WHAT IS REQUIRED - Set down the material word for word, beginning with its very first line and stopping after the line that contains "x=290, y=1108".

EXTRACTED ENTRIES -
------

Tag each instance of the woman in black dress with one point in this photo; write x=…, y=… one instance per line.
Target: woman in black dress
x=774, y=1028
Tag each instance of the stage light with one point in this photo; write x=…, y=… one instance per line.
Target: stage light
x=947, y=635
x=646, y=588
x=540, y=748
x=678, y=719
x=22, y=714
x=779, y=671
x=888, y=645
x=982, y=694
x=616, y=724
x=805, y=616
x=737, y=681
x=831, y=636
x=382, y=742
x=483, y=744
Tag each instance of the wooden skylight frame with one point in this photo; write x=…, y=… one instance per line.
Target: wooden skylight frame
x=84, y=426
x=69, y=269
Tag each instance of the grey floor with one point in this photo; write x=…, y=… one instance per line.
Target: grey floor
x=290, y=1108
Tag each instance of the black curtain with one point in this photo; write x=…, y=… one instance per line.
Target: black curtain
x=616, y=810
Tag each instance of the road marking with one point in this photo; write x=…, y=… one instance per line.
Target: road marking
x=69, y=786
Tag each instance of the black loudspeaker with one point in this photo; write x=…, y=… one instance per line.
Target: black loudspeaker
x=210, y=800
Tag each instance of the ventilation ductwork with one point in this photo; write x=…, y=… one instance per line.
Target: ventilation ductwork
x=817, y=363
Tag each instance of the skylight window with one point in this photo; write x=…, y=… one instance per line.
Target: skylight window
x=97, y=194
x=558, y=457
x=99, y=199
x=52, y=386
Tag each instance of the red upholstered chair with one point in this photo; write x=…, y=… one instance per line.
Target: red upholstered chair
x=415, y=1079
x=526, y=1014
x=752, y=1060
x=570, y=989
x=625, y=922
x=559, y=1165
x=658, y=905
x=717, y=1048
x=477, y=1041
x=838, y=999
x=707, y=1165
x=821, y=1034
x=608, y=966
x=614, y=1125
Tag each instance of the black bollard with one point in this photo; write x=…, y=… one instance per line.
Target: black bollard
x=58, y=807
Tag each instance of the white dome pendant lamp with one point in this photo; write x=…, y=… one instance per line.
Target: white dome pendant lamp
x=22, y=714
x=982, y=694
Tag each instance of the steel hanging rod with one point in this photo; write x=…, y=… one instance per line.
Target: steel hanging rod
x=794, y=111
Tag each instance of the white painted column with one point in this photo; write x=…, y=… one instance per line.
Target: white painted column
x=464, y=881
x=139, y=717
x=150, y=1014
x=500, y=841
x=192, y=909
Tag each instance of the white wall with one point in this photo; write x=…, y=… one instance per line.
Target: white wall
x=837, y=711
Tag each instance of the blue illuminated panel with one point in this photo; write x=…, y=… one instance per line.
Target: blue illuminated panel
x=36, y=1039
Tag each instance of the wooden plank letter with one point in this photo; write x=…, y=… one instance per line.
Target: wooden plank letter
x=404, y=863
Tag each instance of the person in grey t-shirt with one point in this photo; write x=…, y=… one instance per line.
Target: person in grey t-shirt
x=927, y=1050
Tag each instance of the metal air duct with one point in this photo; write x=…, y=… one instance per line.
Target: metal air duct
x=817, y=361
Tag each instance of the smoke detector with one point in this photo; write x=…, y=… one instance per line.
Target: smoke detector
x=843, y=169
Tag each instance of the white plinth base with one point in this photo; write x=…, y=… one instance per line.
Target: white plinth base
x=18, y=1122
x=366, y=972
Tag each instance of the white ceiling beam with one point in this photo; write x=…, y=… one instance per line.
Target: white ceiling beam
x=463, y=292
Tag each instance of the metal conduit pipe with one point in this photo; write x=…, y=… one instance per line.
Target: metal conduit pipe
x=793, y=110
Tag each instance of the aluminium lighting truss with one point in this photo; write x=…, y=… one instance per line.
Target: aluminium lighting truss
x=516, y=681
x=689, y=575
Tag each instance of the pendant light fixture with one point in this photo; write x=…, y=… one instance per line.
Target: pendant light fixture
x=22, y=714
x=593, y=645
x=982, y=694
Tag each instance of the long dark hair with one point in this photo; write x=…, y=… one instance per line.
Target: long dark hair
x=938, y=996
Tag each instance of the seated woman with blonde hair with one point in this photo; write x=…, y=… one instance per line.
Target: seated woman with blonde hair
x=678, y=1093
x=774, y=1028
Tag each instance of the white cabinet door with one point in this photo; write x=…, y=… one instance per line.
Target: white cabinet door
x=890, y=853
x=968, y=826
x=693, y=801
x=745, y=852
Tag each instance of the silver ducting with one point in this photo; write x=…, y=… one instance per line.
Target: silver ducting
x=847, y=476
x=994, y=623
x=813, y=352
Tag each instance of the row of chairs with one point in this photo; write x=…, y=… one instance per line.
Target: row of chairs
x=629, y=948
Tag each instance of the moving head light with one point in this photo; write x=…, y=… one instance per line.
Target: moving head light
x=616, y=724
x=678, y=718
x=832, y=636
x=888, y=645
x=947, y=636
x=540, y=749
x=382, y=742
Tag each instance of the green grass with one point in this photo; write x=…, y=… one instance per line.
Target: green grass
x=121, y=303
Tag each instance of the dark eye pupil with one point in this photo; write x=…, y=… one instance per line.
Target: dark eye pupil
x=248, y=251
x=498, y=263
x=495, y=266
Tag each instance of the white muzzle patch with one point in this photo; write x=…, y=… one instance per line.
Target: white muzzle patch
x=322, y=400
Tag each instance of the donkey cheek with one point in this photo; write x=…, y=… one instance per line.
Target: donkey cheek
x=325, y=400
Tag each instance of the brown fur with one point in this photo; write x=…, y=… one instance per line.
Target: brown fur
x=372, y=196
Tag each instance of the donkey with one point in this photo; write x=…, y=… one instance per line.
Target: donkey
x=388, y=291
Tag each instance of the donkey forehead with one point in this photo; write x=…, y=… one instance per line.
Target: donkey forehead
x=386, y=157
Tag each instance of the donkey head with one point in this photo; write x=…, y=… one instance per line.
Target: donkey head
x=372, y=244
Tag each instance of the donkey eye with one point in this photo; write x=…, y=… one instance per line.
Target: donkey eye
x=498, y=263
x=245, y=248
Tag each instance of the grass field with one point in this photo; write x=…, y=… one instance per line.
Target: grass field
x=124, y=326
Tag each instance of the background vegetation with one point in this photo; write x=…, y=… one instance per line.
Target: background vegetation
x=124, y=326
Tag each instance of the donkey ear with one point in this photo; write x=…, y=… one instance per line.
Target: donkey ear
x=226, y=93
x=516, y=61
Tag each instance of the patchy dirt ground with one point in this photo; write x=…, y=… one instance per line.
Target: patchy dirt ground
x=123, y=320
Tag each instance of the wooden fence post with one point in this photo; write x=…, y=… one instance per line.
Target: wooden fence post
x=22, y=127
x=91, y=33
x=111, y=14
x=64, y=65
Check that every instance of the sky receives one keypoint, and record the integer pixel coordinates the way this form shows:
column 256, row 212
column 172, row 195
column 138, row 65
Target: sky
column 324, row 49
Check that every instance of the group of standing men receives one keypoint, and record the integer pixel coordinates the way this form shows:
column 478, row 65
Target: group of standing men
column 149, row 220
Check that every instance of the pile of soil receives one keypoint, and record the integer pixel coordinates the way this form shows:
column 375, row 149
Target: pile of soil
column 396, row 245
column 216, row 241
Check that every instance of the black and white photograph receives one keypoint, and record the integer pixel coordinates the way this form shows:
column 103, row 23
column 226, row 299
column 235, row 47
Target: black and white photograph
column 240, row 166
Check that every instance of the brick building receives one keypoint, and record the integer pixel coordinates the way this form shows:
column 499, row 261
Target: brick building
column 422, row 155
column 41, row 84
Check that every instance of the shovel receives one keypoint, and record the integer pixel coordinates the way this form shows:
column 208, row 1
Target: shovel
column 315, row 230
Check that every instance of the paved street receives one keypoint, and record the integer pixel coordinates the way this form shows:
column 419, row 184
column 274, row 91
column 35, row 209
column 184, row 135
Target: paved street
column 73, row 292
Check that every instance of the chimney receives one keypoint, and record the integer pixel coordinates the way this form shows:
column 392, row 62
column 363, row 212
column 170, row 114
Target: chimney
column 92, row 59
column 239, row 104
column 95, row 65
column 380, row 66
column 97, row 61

------

CORRECT OUTPUT -
Tag each instance of the woman in black dress with one point in this photo; write x=…, y=… one instance per line.
Target: woman in black dress
x=774, y=1028
Tag each instance of the stage light with one point in this photo; write x=…, y=… one instance per line.
Target: stage light
x=947, y=635
x=646, y=588
x=540, y=748
x=678, y=719
x=22, y=714
x=779, y=671
x=888, y=645
x=982, y=694
x=616, y=724
x=805, y=616
x=737, y=681
x=831, y=636
x=382, y=742
x=483, y=744
Tag each instance of the wooden skylight frame with one point in this photo; write x=…, y=… one instance per line.
Target: wooden skylight frame
x=84, y=426
x=69, y=269
Tag each instance of the grey floor with one point in this photo; write x=…, y=… one instance per line.
Target: grey floor
x=290, y=1108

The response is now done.